* Texto para leitura *
II – No mesmo sentido, em sede de MOTIVAÇÃO DE FACTO, consta da douta sentença recorrida que, [...] A convicção do tribunal baseou-se no teor de toda a documentação junta aos autos [documentos que acompanharam os respectivos articulados e os que foram juntos posteriormente], na documentação constante do Processo Instrutor, bem como, do depoimento das testemunhas ouvidas.
As testemunhas arroladas pelas contra-interessadas, revelaram um conhecimento directo, imediato e técnico sobre a matéria em discussão e mereceram credibilidade.
Assim, em síntese, ilustram-se em que medida foram tidos em consideração os testemunhos.
III – Assinale-se que "[…] O processo cautelar é, por isso, um processo célere, dirigido a estabelecer uma regulação provisória, em que se procede a uma apreciação sumária dos factos, com base na formulação de juízos de verosimilhança. [...]" [cfr. anotação ao artigo 113º, in Comentário ao Código de Processo nos Tribunais Administrativos, Mário Aroso de Almeida – Carlos Alberto Fernandes Cadilha].

* Problemas e tarefas *
1. Enumere todos os elementos em que, segundo o texto, se baseou a convicção do tribunal.
2. Verifique se cada afirmação concorda com o texto e responda sim ou não, citando as palavras decisivas: (a) As testemunhas arroladas pelas contra-interessadas mereceram credibilidade. (b) No processo cautelar procede-se a uma apreciação exaustiva dos factos. (c) A anotação citada refere-se ao artigo 113º.
3. Extraia do texto, sem alterações, o trecho que começa em "As testemunhas arroladas" e termina em "consideração os testemunhos.".

* Dados fornecidos *

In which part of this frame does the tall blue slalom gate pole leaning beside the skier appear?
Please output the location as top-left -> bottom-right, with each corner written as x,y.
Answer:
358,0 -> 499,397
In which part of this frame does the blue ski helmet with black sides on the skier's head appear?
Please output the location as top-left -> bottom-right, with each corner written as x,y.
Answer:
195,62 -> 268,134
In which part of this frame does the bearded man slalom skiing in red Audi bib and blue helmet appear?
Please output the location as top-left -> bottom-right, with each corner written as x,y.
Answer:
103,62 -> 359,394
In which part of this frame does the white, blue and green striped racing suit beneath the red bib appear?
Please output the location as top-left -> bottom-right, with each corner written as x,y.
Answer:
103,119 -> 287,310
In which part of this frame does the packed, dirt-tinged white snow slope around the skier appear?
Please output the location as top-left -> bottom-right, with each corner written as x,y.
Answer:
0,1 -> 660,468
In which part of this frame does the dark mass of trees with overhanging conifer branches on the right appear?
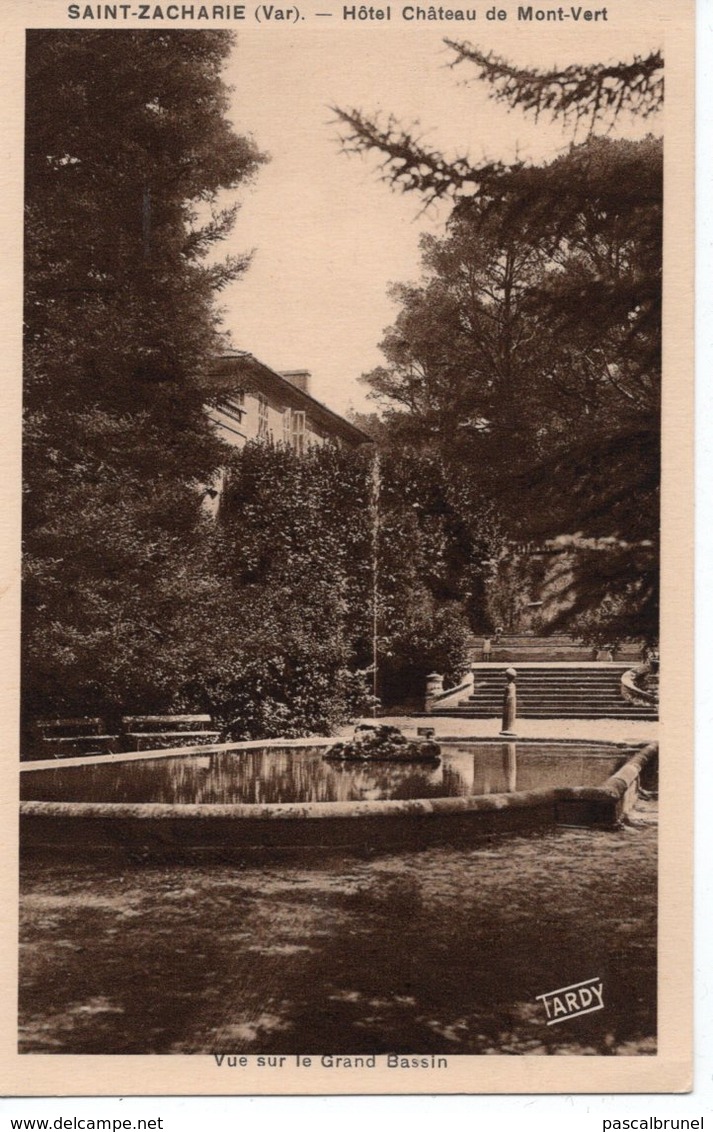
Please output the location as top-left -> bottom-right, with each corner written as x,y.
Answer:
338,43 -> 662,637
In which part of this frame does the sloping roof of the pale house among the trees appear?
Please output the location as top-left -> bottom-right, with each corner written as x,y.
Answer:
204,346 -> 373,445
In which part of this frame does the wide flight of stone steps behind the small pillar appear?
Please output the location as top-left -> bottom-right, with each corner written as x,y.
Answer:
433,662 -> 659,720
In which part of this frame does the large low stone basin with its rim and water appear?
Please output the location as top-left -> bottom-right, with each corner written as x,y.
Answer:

--

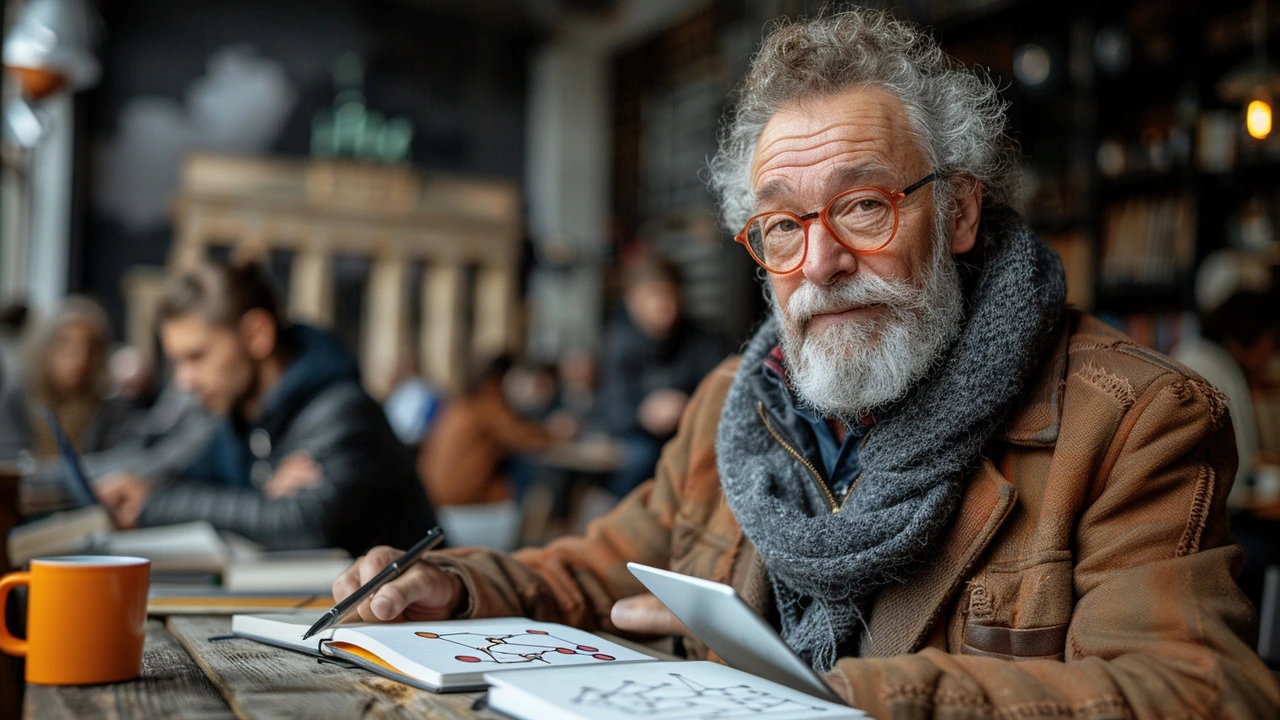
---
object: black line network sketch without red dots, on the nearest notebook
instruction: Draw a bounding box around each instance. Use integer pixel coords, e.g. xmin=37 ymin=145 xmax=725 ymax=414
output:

* Respostas por tarefa *
1.
- O teor de toda a documentação junta aos autos
- A documentação constante do Processo Instrutor
- O depoimento das testemunhas ouvidas

2.
(a) Sim: "As testemunhas arroladas pelas contra-interessadas, revelaram um conhecimento directo, imediato e técnico sobre a matéria em discussão e mereceram credibilidade."
(b) Não: "em que se procede a uma apreciação sumária dos factos"
(c) Sim: "cfr. anotação ao artigo 113º"

3.
As testemunhas arroladas pelas contra-interessadas, revelaram um conhecimento directo, imediato e técnico sobre a matéria em discussão e mereceram credibilidade.
Assim, em síntese, ilustram-se em que medida foram tidos em consideração os testemunhos.